## AIM 1
Retype the passage from the article on Johnnie Johnson Housing's staff survey, starting at "Johnnie Johnson’s MyFutures" up to and including "for Ms Castle.".

==== READING PASSAGE ====

The figures laid down a clear challenge for management. Surely they could not ignore such a clear indication of staff feelings? Acting on the findings, however, would involve the most radical permanent overhaul of working conditions in the organisation’s 50-year history.
For Ms Castle, it was a no-brainer that the housing association had to respond to the findings in a substantial way.
“One of the messages that is very clear to me is if you are going to ask people what they think, you have got to listen and act,” she says. “There is no point me saying ‘oh yes, we have surveyed everybody’ and then going ‘well, this is what I want and that is what I am doing’. That doesn’t work, does it? That is not what it is about. It is really important that you do ask, but that you are very clear that you have acted on what people have said.”
Ms Castle says that the findings did not surprise her, but that she thinks it is also important that the organisation has more than the headline figures to go on.
“We have dug deep under the figures,” she says. “Each of our leaders has had personal conversations with staff.”
Those conversations, in which the leadership team tried to get under the skin of what staff wanted from their working conditions, revealed that there were about 20 staff for whom working from home regularly would prove challenging. Quickly, the landlord hired extra office space on a business park, so night staff could have a secure operating environment to work from.
Quite apart from the staff survey response, though, Ms Castle believes there is another reason for the association to contemplate radical change. Any ambitious organisation looking to attract the best staff should be thinking very seriously about taking similar steps, she thinks.
Johnnie Johnson’s MyFutures advisory group, made up of staff, has drawn up a proposed approach for how the organisation will work
To test the water, Johnnie Johnson also carried out a survey on LinkedIn to see what people outside of the organisation valued in an employer (and what might attract them to work for Johnnie Johnson).
While this is by no means a scientific result, based on 50 responses, the survey was a further eye-opener for Ms Castle.
A total of 48% of people who responded rated “working from home and flexible hours” as their top priority. This was followed by the reputation of the organisation, at 30%, and then salary and benefits at 18%. Location and modern workspace took up the final slot, with 4% rating this most important.
Reacting to respondents giving flexible working the highest level of importance, Ms Castle says: “That’s fascinating, isn’t it? That really did surprise me.”
For an organisation like Johnnie Johnson, changing working practices becomes potentially hugely important, Ms Castle says.
Yvonne Castle, chief executive of Johnnie Johnson Housing
“One of the things that we are trying to work on, that this lifestyle approach is so important to, is JJ is a median payer,” she says. “We aren’t an organisation that can flash the cash on salaries. And what we work on is how do we attract, recruit and retain top-class [people], because that is what we want because we are ambitious. So how do we recruit outstanding people?”

====

## AIM 2
Show every line of the records that contains the string "wooden", matching its case exactly.

==== LISTING ====

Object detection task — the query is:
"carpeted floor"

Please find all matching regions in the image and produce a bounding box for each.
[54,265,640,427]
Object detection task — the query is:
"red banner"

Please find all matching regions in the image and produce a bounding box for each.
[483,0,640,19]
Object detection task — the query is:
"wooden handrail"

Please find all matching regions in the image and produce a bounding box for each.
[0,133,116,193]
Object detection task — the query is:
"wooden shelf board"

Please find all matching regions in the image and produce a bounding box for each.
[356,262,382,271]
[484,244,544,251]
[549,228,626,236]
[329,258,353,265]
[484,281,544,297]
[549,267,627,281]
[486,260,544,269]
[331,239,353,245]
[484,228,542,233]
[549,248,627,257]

====
==== LISTING ====

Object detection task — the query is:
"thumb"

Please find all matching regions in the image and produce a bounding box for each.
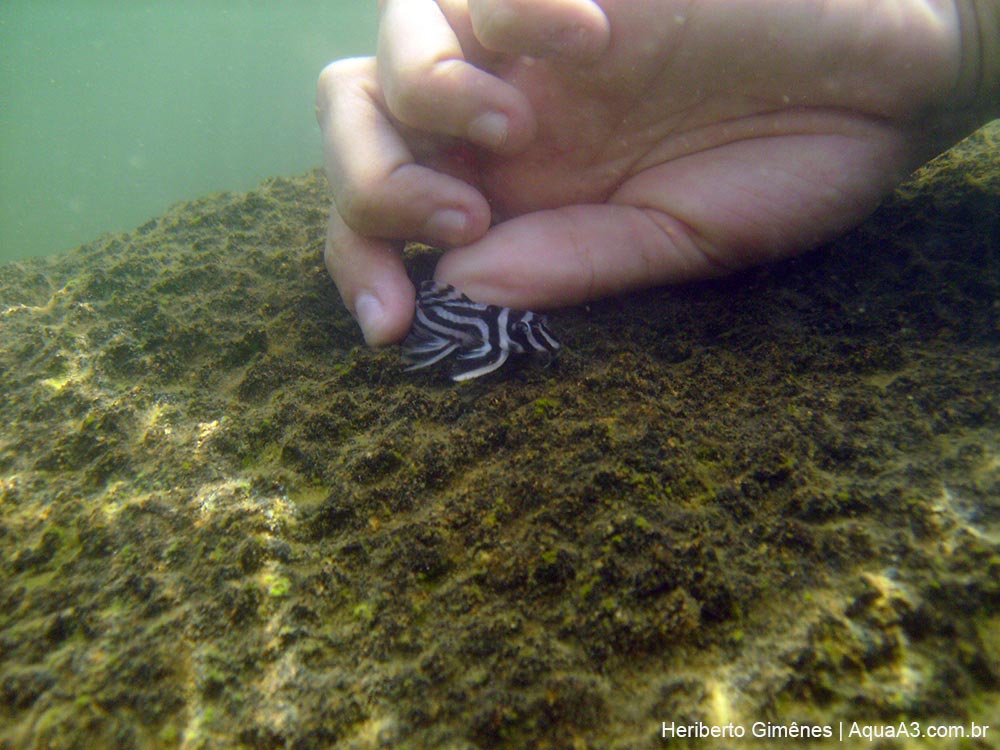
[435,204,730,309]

====

## COMPLETE ANSWER 1
Johnnie Johnson’s MyFutures advisory group, made up of staff, has drawn up a proposed approach for how the organisation will work
To test the water, Johnnie Johnson also carried out a survey on LinkedIn to see what people outside of the organisation valued in an employer (and what might attract them to work for Johnnie Johnson).
While this is by no means a scientific result, based on 50 responses, the survey was a further eye-opener for Ms Castle.

## COMPLETE ANSWER 2
"wooden handrail"
"wooden shelf board"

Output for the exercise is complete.